(STATED GOAL):
Switch every "Can you find" to "Can you locate" throughout the records below and write them out again with nothing else altered. Leave the pictures out.

[Records excerpted from a collection]
§ §

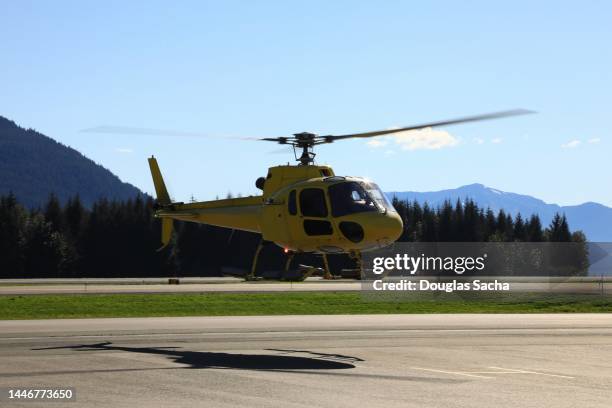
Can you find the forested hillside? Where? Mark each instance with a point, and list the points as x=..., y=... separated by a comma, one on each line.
x=32, y=166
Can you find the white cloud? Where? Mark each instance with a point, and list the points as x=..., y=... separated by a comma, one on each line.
x=571, y=144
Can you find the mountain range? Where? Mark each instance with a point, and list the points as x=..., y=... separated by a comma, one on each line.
x=33, y=165
x=594, y=219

§ §

(OUTPUT FOR THIS TASK):
Can you locate the forested hillside? Where? Mark each instance with a point, and list the points as x=..., y=... separated by a comma, one on each line.
x=32, y=166
Can you locate the white cloud? Where? Mark each instance with a point, and list the points as x=..., y=... separated by a comma, one on each line.
x=571, y=144
Can you locate the mountain range? Where? Mark each instance with a point, and list the points as x=..., y=... separated by a comma, one on each line.
x=33, y=165
x=594, y=219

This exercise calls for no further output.